We know -- there's a lot of reasons to worry about your teens today. They can text faster than you can speak and spend more time on the computer than at the dinner table. Do you think your teen may be getting in trouble or are you just being paranoid? Take our quiz and find out if you should be snooping on your teen!


NEXT: Tell Us: Do You Snoop?


 
thanks to this episode my parents started to snoop. they went through my phone to my online accounts e-mails the whole works. i hate it!
 
I tivo Tyra and I just got around to watching this episode. This shocked, but same time I am not. I am 18 years old and my mom has been doing this my whole life not to the same extremes, but shes done it. I still live at home and I am counting down the days to go to college because most of my life I felt like I lived in a glass box. My mom is very religious too, so that doesn't help. She judges everything I do and chooses what music, movies, shows, friends, guys, etc whatever are acceptable to her. I have been grounded most of my life and I have a younger sister who is going through it too. Not as hard, but only because I am first born. The things I have been through I don't want my kids dealing with. My mom is oblivious to how I feel and I have never been able to talk to her. I know I have given her reasons to snoop now because I have been so protected and sheltered all my life. I haven't done anything too extreme I think, but I am not a bad kid or ever was. I can't trust my mom and she can't trust me, I guess that's how it will be with us.
 
Was up tyra let me just tell you I love your show but anyway I don't think parents should be snooping in teens thing. Then again in 15years old and I do do thing that make my parents snoop but I don't do anything that bad but they wouldn't want me in there things so why should they be in mine.... and I think you should do a show on long distace relationships:) Love Always Alex:)
 
as i watched this episode i thought of my own mother. not only am i the baby but im also the only girl so naturally ma mother wants to protect me. and i understand that completely. but i think theres a certain line that parents should not cross. like that one lady where she would strip search her daughters and smell them and listen in on their conversations and take the fone to find numbers she didnt know. if i were her child when i got out the house i would probably be out of control. my mother monitors me and asks me where im going who im going to be with. i just have to make sure i call her and give her an update if my plans change. i understand that. sometimes it gets annoying but if it puts ma mother at ease then im all for it. so to answer your question yes i think parent should monitor there children but only to a certain extent and if their child gives them reason. if you feel you have to snoop then you must feel like you dont trust your child completely so if you do trust then then you have no reason to snoop. but thats just my opinion.

Exercises to complete:
• 1. On the page about parents snooping on teens, list the things the 18-year-old commenter says the mom decides are acceptable.
• 2. Answer these about the page about parents snooping on teens:
(a) How old is the commenter who records Tyra on TiVo?
(b) How old does Alex say they are?
(c) In the last comment, what must the commenter do if plans change?
• 3. Write the next comment for the page about parents snooping on teens, starting after its last one.
The material that comes after this page isn't needed.

Dataset section:
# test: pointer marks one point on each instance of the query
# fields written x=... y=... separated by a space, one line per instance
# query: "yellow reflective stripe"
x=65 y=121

Answers to the exercise:
• 1. Music, movies, shows, friends, guys

• 2.
(a) 18 years old
(b) 15 years old
(c) Call their mother and give her an update

• 3.
While I believe that snooping is understandable when a child displays that they are requiring action to be taken by the parents, in general circumstances I think it is not a wise decision. Growing up as a homosexual male in a christian home, I know that if I had overbearing parents my life would be very different. Being a homosexual is difficult enough, but being one in a family that regards it as a sin is even harder. In circumstances like these, I believe it is necessary for a child to be able to sneak around to a small degree because otherwise they would be the victim to their parents own personal beliefs being enforced on them.
 
I'm a teen myself and i dont like havin my mom snoop all over me or be thinking things that never happend, or u didnt do..really did happen. It's easier for ur mom to be easy on you and then, the teen will feel more comfratible going to there mom and telling them anything! without thinking.."is she gonna yell at me?, will i get grounded?" but i am not sayin the mom shouldn't care completly i am saying....she shouldnt snoop or think things are happening when there not..they should be concered with where there kids are going , who with..and trust that they are honest with you..
 
I am a mom of a 15 year old son & 12 year old daughter & I think it is completely wrong to snoop on your kids especially if you don't have reason. I believe it will backfire on you & make your kids rebel. It's really important to keep talking to your kids & respect each other, that's more likely to keep the trust between you. I know it's hard to let your kids grow up & go places without worrying about them but you have to raise them right & hope they make the right decisions on their own. They are going to make mistakes we all do you just have to hope they learn from them & be there for them to help them get through them.
 
I think there is an extent to being the police to your child. If you snoop like the women did on the show, your teen may turn out to be worse than you thik they are. It's okay to ask questions and have talks about things teens go through. It is not okay to go through there personal things unless you have a legit reason. For example if your child comes in smelling like weed all of the time. Then maybe that is when you go snooping for proof before you accuse them of doing so. I'm saying that because it is a strong possibilitie that the teen may not be doing what you accuse them of doing. I just think havning thorough talks with teens will prevent teens from being dishonest. Be upfront with the teen and they will be upfront with the parent.
 
My mother snooped on my computer for six months when I was 16 and it completely broke my trust with her. I haven't trusted her since. She read my chats, looked at the sites I went to. I lost friends because of it. Snooping is not right at all whatsoever. It makes things worse. I ran away, grew apart from the family, and overall, everything got messed up after that.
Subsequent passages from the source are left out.